**Task to complete:**
Could you return all of the entries below exactly, minus the pictures?

**Data shown:**
Content starts
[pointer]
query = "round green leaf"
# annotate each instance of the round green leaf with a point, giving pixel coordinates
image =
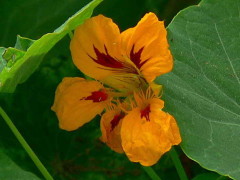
(203, 90)
(9, 170)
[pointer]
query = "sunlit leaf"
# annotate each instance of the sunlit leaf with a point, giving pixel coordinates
(23, 67)
(203, 91)
(9, 170)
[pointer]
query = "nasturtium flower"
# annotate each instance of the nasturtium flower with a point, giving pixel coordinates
(123, 67)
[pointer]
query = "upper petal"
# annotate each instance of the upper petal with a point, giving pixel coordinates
(77, 101)
(146, 45)
(95, 47)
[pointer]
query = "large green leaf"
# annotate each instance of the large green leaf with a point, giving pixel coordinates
(27, 62)
(9, 170)
(203, 91)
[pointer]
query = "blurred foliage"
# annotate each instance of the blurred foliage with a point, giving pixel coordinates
(78, 154)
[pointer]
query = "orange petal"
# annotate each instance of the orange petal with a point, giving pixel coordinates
(78, 101)
(144, 139)
(110, 127)
(146, 45)
(95, 47)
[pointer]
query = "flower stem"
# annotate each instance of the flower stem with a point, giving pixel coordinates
(151, 173)
(27, 148)
(178, 164)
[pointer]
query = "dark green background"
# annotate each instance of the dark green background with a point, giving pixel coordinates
(78, 154)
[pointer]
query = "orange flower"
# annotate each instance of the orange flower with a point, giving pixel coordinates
(127, 63)
(120, 60)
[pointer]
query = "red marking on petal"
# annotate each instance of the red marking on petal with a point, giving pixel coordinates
(136, 57)
(116, 119)
(97, 96)
(145, 113)
(105, 59)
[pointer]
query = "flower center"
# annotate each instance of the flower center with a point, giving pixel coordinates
(97, 96)
(116, 119)
(145, 113)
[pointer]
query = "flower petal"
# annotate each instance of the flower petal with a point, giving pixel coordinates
(78, 101)
(95, 47)
(146, 45)
(145, 138)
(110, 127)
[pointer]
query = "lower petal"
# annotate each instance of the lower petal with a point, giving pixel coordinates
(76, 102)
(110, 127)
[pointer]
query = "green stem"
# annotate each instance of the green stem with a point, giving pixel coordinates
(178, 164)
(27, 148)
(151, 173)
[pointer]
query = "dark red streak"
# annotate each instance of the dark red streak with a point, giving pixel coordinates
(136, 57)
(145, 113)
(116, 119)
(97, 96)
(105, 59)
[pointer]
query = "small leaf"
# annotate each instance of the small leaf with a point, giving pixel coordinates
(23, 43)
(9, 170)
(203, 90)
(21, 68)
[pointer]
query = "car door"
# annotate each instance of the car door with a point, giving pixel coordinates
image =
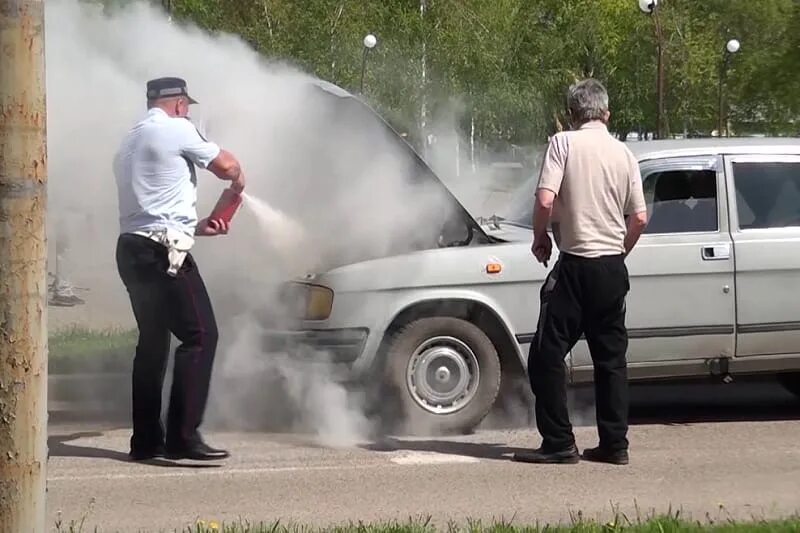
(681, 303)
(766, 238)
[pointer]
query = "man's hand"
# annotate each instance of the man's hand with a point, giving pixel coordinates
(542, 248)
(238, 183)
(211, 228)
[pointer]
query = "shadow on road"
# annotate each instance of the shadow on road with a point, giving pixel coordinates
(480, 450)
(58, 447)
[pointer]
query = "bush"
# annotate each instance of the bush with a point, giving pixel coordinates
(78, 350)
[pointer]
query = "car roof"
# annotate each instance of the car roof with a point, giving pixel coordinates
(714, 146)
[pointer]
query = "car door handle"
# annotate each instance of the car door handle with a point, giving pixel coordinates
(716, 252)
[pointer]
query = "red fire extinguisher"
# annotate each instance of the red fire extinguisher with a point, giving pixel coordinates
(227, 205)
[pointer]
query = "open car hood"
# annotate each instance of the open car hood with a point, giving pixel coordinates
(361, 144)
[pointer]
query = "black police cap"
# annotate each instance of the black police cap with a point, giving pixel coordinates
(167, 88)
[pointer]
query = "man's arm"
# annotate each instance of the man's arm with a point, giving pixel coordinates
(550, 177)
(226, 167)
(635, 207)
(210, 156)
(635, 226)
(542, 210)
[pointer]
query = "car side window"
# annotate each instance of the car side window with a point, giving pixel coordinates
Content ends
**Answer for the task:**
[pointer]
query = "round green leaf"
# annotate each instance of the round green leaf with a point, giving pixel coordinates
image =
(203, 90)
(9, 170)
[pointer]
query = "sunlit leaf"
# annotate each instance of the sunlit leaf with a point, giving pixel coordinates
(23, 67)
(203, 91)
(9, 170)
[pointer]
query = "nasturtium flower"
# annotate each instance of the nasturtium flower with a point, giving pixel coordinates
(123, 67)
[pointer]
query = "upper petal"
# annotate each instance of the upper petal with a point, giving pixel coordinates
(77, 101)
(146, 45)
(95, 47)
[pointer]
query = "large green leaf"
# annotate each instance of the large green leaf with a point, giving pixel coordinates
(27, 62)
(9, 170)
(203, 91)
[pointer]
query = "blurred foliage"
# annotate each instance of the blurred foliage with a point, giving pixel coordinates
(78, 154)
[pointer]
query = "orange petal"
# annotate each instance of the orange petal with a point, giving pixel coordinates
(78, 101)
(144, 139)
(110, 127)
(146, 45)
(95, 47)
[pointer]
query = "flower stem"
# annotate each instance of the flower stem with a point, giving pixel coordinates
(151, 173)
(27, 148)
(178, 164)
[pointer]
query = "dark green background"
# annotate each instance of the dark green background with a point, giving pixel coordinates
(78, 154)
[pointer]
query = "orange flower"
# annotate each instance of the orange flower with a point, giving pixel coordinates
(127, 63)
(120, 60)
[pointer]
query = "red marking on petal"
# annotate each instance of the red marking on petal with a point, giving pixel coordinates
(136, 57)
(116, 119)
(97, 96)
(145, 113)
(105, 59)
[pointer]
query = "flower center"
# annotate each instance of the flower center with a point, giving pixel coordinates
(97, 96)
(116, 119)
(145, 113)
[pointer]
query = "flower petal"
# annotate each instance of the flower petal with a point, giving pixel coordinates
(78, 101)
(95, 47)
(146, 45)
(145, 138)
(110, 127)
[pointer]
query = "lower petal"
# annotate each instance of the lower petal with a point, giving pixel coordinates
(76, 102)
(110, 127)
[pointer]
query = "green stem"
# annotate each instance of the green stem with a point, giving pixel coordinates
(178, 164)
(27, 148)
(151, 173)
[pointer]
query = "dark red streak"
# annotate each instance of the dark red streak with a point, giving pixel coordinates
(136, 57)
(145, 113)
(116, 119)
(97, 96)
(105, 59)
[pointer]
query = "small leaf"
# annotate each instance of the small leaf with a point, giving pixel coordinates
(23, 43)
(9, 170)
(203, 90)
(21, 68)
[pointer]
query = "car door"
# annotate each instance of the car door with a point, giving pixel coordinates
image =
(681, 303)
(766, 238)
[pointer]
query = "man's hand"
# annotate each instance of the man's hand with a point, giving pixel coordinates
(542, 248)
(238, 183)
(211, 228)
[pointer]
query = "shadow on road"
# annotate each instance of the shadow on road with a point, giving pixel coordinates
(480, 450)
(58, 447)
[pointer]
query = "bush"
# annotate each instance of the bush with a point, giving pixel coordinates
(78, 350)
[pointer]
query = "car roof"
# annotate each instance of the car roof with a point, giving pixel coordinates
(714, 146)
[pointer]
query = "car door handle"
# annotate each instance of the car door handle with a point, giving pixel coordinates
(716, 252)
[pointer]
query = "red fire extinguisher"
# annotate each instance of the red fire extinguisher with a point, giving pixel coordinates
(227, 205)
[pointer]
query = "open car hood"
# annotate each instance of the open car hood with a point, giving pixel coordinates
(361, 144)
[pointer]
query = "black police cap"
# annotate each instance of the black police cap with a point, giving pixel coordinates
(167, 88)
[pointer]
query = "man's arm"
# annotate each instance of the man's arm with a point, giving pixel coordinates
(550, 177)
(226, 167)
(635, 207)
(210, 156)
(635, 226)
(542, 210)
[pointer]
query = "car side window"
# annotate each instance of the car side window with a point, giving pixel coordinates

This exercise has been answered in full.